[Items from a data source]
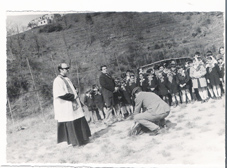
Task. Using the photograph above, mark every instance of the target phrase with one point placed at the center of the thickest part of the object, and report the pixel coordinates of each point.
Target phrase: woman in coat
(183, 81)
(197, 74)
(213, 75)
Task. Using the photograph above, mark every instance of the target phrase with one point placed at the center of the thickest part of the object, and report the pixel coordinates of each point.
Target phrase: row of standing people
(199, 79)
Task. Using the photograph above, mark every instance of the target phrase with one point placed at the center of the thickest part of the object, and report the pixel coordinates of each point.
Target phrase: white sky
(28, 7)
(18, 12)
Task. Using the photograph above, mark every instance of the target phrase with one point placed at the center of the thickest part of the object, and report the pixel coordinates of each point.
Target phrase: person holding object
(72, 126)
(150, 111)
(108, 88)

---

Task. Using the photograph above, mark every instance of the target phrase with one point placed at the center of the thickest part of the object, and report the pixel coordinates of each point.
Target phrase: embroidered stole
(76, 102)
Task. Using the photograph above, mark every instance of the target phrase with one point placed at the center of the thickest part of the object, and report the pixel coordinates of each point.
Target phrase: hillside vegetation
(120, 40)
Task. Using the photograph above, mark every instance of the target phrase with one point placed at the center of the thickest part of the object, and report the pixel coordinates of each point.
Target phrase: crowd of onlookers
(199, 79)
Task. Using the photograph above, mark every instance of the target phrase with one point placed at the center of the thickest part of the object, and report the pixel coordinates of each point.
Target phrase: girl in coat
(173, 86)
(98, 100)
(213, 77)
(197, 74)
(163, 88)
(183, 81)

■ Work to be completed ■
How many lines in the rows above contain the string "coat"? Case counts, so give only the number of lines with a case-sensitive match.

■ Correct answer ■
2